Available data:
----
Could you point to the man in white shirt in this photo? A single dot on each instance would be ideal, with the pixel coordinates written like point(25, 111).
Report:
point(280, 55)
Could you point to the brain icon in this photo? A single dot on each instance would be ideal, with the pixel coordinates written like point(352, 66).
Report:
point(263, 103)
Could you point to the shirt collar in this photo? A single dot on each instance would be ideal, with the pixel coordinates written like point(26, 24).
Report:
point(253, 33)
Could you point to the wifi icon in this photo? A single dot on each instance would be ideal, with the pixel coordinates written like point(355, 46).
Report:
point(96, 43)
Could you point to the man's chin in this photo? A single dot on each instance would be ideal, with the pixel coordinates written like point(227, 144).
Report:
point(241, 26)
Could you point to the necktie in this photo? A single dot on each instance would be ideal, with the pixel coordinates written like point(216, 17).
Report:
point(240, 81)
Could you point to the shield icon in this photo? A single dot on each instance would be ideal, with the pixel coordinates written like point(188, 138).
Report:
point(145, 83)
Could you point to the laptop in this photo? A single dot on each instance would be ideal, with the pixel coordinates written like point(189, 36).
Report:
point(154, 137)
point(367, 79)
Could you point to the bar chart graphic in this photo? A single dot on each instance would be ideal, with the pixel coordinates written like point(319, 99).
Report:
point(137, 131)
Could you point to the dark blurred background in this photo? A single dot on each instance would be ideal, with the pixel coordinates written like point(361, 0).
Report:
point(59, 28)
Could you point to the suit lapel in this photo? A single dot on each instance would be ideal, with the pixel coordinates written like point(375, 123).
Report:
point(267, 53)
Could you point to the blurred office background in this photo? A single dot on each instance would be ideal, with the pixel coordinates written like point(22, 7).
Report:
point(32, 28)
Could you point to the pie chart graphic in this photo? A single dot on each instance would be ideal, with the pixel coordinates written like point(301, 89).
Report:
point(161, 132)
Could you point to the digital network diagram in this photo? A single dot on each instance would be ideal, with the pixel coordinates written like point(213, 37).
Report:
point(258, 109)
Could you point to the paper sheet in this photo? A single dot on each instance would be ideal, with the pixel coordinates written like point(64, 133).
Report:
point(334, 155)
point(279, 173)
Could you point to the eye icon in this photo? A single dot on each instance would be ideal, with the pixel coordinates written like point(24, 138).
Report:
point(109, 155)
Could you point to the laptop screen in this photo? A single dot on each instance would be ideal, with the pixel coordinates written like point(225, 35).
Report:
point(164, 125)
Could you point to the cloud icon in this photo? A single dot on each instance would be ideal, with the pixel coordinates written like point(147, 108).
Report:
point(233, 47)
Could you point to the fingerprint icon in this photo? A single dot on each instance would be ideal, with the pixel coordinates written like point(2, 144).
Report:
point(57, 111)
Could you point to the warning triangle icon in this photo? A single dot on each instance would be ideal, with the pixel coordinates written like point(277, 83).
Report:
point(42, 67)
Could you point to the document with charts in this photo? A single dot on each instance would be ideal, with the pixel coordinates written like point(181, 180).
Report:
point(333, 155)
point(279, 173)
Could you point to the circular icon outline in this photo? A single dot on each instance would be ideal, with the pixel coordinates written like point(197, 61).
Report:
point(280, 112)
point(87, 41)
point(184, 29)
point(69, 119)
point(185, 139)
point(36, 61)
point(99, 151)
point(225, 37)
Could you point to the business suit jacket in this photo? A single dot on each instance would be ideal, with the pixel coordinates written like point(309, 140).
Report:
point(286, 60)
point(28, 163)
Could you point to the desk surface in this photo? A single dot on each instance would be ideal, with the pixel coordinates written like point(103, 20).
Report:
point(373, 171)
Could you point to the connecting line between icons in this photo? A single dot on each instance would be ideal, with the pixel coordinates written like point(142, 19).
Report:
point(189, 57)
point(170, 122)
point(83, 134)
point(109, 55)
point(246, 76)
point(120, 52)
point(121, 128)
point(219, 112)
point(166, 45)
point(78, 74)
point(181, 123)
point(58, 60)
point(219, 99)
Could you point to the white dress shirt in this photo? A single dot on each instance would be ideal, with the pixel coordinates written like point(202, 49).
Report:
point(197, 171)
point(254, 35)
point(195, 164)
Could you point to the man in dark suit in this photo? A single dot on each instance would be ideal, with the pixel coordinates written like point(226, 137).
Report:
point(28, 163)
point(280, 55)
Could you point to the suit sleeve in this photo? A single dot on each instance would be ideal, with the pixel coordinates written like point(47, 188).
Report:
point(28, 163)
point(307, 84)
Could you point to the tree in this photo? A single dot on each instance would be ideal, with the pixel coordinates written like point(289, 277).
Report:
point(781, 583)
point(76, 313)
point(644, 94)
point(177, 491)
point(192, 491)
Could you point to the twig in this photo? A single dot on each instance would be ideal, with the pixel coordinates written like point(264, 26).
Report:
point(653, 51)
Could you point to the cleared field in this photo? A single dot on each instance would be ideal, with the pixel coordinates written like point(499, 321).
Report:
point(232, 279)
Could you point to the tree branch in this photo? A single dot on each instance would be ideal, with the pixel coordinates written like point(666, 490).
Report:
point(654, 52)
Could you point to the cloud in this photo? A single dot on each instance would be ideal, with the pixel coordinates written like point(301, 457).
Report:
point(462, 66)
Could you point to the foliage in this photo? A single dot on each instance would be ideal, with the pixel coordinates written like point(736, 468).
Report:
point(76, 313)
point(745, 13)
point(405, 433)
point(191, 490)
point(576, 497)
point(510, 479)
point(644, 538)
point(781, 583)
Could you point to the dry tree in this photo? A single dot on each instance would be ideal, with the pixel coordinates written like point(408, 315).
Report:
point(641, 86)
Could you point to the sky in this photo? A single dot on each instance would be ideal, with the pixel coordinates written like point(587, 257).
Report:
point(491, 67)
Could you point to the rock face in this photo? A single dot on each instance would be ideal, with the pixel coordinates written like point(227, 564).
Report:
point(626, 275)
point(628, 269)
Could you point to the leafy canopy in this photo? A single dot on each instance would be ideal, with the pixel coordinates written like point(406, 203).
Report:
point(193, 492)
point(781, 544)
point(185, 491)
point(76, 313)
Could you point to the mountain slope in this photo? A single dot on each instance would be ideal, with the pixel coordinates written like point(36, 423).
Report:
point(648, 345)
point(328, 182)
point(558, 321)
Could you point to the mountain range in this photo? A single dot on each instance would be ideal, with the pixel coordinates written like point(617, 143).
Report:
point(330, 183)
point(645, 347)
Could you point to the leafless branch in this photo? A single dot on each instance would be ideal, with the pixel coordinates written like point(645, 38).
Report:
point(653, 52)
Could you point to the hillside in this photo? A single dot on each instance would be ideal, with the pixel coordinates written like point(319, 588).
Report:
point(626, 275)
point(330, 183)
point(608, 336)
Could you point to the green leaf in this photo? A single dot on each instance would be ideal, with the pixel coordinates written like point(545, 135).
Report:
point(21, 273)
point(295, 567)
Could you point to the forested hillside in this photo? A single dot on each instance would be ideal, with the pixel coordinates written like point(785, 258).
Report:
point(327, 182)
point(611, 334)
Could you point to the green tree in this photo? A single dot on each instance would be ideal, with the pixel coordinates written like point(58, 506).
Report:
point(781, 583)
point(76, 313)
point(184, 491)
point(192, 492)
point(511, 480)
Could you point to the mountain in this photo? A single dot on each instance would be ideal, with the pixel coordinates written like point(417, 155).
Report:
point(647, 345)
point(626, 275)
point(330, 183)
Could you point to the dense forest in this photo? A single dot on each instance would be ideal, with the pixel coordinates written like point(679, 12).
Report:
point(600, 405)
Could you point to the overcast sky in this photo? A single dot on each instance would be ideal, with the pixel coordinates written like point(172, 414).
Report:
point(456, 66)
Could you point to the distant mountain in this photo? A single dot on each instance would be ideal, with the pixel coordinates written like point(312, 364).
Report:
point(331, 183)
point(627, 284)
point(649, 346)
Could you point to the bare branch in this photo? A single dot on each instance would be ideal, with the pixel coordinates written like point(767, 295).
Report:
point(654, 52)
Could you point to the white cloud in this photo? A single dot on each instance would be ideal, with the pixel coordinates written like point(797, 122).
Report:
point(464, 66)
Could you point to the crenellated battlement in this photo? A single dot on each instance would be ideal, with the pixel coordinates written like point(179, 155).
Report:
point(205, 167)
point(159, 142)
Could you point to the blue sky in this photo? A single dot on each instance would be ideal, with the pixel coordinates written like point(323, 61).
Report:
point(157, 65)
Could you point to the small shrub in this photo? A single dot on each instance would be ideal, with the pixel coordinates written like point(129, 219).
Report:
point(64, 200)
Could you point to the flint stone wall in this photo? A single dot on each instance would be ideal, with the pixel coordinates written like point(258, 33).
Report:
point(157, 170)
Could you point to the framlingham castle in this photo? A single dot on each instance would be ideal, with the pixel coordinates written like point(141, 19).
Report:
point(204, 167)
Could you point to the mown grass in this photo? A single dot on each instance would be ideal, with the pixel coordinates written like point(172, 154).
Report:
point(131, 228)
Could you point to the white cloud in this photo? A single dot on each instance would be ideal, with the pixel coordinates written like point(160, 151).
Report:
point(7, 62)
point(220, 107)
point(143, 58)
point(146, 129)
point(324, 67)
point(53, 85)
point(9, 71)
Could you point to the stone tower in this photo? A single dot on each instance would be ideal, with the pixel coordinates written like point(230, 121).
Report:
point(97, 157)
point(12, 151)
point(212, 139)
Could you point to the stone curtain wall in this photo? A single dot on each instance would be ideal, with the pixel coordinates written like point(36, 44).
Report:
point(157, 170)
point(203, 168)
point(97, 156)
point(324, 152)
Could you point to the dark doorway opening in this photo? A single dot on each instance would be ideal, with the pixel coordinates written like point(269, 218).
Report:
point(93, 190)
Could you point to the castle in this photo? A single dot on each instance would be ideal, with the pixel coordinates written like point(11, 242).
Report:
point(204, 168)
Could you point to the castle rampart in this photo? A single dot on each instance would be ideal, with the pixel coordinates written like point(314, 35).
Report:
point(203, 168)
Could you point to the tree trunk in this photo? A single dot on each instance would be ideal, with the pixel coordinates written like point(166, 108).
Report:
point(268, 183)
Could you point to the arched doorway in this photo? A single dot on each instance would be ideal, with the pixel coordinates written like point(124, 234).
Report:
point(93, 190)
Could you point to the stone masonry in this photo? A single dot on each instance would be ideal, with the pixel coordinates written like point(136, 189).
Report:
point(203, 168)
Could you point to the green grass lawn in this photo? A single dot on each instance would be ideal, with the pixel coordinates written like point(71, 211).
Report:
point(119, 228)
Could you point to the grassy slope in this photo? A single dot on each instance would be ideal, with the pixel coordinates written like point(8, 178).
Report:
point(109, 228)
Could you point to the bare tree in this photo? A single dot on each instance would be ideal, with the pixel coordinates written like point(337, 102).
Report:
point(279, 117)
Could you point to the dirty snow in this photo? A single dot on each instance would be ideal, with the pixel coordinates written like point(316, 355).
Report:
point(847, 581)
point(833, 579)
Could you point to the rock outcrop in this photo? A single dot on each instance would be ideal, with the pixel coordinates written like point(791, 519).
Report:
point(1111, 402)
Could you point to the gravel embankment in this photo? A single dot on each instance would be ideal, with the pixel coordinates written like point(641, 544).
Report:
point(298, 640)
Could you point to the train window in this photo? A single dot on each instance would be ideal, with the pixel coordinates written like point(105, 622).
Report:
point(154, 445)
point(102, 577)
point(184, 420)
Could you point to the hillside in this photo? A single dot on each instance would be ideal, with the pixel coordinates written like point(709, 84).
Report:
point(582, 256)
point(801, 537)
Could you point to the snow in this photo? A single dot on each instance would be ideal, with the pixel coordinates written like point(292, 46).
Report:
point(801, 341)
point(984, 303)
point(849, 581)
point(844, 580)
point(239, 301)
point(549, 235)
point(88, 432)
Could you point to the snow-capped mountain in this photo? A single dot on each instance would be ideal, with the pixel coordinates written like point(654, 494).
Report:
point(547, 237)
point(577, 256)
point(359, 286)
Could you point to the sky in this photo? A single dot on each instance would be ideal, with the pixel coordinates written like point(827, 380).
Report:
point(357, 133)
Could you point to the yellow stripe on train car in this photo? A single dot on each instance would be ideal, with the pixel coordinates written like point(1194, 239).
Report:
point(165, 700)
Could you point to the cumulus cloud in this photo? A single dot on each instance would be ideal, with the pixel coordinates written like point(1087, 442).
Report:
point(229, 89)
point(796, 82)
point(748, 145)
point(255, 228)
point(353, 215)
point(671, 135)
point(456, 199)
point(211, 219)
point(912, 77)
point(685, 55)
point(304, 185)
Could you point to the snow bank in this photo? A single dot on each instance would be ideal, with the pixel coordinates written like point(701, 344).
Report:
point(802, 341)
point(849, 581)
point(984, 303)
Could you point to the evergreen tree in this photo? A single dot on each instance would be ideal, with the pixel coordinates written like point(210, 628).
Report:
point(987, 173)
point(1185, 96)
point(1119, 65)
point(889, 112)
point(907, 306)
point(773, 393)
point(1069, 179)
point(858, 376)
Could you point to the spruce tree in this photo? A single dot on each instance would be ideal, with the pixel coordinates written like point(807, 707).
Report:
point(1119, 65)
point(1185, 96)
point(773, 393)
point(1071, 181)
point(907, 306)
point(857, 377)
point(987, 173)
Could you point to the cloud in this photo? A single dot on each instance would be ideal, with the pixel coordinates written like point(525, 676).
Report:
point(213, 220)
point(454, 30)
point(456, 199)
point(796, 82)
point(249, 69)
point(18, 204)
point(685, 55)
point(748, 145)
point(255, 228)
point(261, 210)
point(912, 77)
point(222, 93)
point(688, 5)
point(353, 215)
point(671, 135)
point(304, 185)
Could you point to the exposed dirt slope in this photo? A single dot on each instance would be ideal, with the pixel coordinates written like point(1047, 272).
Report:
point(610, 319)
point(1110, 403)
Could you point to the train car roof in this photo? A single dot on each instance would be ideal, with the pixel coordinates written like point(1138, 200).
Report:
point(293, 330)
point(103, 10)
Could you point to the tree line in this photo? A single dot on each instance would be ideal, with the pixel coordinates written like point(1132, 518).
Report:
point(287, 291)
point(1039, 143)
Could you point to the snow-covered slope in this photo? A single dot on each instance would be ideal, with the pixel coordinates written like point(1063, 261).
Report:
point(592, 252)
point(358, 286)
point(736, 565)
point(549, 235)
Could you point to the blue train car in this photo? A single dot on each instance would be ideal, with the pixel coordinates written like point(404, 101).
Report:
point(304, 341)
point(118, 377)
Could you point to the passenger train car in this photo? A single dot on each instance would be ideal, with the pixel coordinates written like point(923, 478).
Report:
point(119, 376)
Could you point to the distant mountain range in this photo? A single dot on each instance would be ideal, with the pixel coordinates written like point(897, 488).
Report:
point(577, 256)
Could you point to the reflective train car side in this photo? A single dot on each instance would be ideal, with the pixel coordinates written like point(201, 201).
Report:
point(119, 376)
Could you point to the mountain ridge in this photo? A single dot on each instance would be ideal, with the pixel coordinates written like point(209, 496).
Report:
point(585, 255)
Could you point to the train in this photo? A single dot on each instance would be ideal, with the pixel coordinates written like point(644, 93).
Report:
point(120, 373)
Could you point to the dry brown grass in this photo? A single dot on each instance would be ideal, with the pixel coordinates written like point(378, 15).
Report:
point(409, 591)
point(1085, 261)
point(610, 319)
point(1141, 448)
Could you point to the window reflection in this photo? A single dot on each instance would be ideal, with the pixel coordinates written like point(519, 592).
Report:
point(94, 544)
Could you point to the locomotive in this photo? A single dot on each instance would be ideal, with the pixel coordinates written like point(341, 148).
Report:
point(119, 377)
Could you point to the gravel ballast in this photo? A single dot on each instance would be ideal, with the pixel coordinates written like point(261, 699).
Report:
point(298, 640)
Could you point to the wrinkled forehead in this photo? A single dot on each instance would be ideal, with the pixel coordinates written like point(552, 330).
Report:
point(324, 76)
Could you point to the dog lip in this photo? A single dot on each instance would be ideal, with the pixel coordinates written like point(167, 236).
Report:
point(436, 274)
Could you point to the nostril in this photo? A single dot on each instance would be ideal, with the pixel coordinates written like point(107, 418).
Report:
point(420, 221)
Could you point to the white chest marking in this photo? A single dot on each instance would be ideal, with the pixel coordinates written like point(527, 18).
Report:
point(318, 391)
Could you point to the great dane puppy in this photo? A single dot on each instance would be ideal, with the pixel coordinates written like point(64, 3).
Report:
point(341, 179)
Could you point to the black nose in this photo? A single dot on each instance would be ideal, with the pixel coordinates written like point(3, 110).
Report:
----
Exercise details: Add 149 to both coordinates of every answer point in the part of the entries that opens with the line containing "Could you point to the spruce" and closes with the line containing "point(103, 10)", both lines included. Rewrite that span in full with every line kept, leaving the sample coordinates after "written like" unchanged.

Full response:
Could you point to the spruce tree in this photo? A single dot on each instance would be ideal, with the pixel coordinates written like point(807, 707).
Report:
point(1268, 214)
point(1334, 245)
point(922, 542)
point(1220, 330)
point(1056, 455)
point(1006, 526)
point(1136, 322)
Could you point to the cloud in this photo? A single dot on each instance would be ideal, with the pixel coordinates written like point(525, 676).
Report:
point(362, 369)
point(603, 179)
point(605, 348)
point(945, 231)
point(398, 218)
point(167, 353)
point(834, 204)
point(897, 294)
point(404, 377)
point(410, 359)
point(1061, 226)
point(371, 242)
point(837, 154)
point(502, 364)
point(820, 284)
point(453, 334)
Could you point to the exposed dirt slope in this photo? A single dot on each instance would be ideal, with the pixel coordinates written like point(1047, 272).
Report:
point(759, 468)
point(1259, 552)
Could you point to the train car roof in this photo? A single dot on each instance would be ideal, with the pixel coordinates written like point(1138, 200).
Report:
point(442, 479)
point(252, 159)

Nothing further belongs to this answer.